==== Text excerpt

Charlie Stross considers the confluence of bookspam; Turing-complete, Javascript enabled ebooks, and auctorial disappointment and posits a hostile ecosystem of parasitic ebooks who go around devouring the competition.
Once there is code there will be parasites, viral, battening on the code. It's how life works: around 75% of known species are parasitic organisms. A large chunk of the human genome consists of endogenous retroviruses, viruses that have learned to propagate themselves by splicing themselves into our chromosomes and lazily allowing the host cells to replicate themselves whenever they divide. Spammers will discover book-to-book discussion threads just as flies flock to shit.
But then it gets worse. Much worse.

========

Questions on the material.
a: In the passage about parasitic ebooks, rewrite the stretch from "Once there is" through "flock to shit.", replacing "flies" with "wasps".
b: According to the passage about parasitic ebooks, what are all the things whose confluence Charlie Stross considers?
c: Continue the passage about parasitic ebooks from its last sentence.

==== Source data

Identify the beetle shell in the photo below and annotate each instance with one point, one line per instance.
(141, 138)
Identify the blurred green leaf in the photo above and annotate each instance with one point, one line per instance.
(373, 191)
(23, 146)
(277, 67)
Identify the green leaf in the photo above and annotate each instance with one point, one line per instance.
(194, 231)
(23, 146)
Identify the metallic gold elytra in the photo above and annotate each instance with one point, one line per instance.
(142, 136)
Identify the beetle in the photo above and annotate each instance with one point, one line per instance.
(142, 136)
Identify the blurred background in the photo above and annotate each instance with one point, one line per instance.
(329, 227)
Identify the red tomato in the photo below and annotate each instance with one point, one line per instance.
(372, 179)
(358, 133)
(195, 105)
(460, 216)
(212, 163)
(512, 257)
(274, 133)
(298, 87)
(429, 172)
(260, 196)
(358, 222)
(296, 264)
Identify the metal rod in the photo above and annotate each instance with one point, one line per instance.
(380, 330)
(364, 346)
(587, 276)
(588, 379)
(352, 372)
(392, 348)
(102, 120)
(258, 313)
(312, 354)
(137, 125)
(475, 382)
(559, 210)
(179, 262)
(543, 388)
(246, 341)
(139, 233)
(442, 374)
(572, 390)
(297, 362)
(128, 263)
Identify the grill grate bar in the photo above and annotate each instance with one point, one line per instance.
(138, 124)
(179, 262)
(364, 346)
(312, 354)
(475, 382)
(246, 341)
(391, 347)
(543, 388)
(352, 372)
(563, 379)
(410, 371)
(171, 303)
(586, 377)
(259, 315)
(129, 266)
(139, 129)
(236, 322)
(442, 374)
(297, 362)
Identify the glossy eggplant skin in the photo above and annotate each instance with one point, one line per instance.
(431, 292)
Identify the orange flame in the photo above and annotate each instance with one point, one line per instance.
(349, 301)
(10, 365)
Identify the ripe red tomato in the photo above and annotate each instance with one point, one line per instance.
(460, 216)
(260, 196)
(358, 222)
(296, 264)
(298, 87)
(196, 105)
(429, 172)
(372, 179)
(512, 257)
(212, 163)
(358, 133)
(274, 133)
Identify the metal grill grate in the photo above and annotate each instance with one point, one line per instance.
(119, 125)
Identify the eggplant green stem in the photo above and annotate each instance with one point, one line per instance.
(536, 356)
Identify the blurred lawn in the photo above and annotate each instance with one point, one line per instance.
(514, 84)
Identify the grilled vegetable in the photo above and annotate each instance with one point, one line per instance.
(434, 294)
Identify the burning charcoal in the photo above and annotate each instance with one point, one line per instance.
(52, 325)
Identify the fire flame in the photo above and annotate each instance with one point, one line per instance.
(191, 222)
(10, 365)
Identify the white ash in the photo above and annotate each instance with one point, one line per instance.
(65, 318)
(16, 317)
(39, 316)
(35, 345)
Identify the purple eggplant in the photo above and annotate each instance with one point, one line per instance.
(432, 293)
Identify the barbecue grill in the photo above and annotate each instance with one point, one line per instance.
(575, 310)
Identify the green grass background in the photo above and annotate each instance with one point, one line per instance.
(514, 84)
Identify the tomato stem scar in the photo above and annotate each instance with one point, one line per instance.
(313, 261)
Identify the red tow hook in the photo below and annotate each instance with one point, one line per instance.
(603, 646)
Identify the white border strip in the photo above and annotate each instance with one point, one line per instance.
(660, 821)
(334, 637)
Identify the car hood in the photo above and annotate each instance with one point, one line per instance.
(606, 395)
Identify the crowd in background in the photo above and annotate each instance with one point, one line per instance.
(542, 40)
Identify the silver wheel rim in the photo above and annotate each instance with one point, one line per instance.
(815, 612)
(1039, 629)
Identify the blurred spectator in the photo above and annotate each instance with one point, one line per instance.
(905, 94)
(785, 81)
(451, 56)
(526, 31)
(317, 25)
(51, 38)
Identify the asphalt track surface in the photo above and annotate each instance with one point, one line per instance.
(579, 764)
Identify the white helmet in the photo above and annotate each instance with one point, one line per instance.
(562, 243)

========

Answers by item number.
a:
Once there is code there will be parasites, viral, battening on the code. It's how life works: around 75% of known species are parasitic organisms. A large chunk of the human genome consists of endogenous retroviruses, viruses that have learned to propagate themselves by splicing themselves into our chromosomes and lazily allowing the host cells to replicate themselves whenever they divide. Spammers will discover book-to-book discussion threads just as wasps flock to shit.

b: Bookspam; Turing-complete, Javascript enabled ebooks; and auctorial disappointment.

c:
Authors, expecting a better reaction from the reading public than is perhaps justifiable in this age of plenty for all (and nothing for many) will eventually succumb to the urge to add malware to their ebooks in return for payment. The malware will target the readers' ebook libraries. The act of reading an infected text will spread the payload, which will use its access to spread advertising extracts and favourable reviews throughout the reader communities. You may find your good reputation name taken in vain by a second-rate pulp novel that posts stilted hagiographies of its authors other books on the discussion sites of every book you have ever commented on (and a few you haven't). Worse, the infested novels will invite free samples of all their friends to the party, downloading the complete works of their author just in case you feel like reading them. Works which will be replete with product placement and flashing animated banner ads, just in case you didn't get the message.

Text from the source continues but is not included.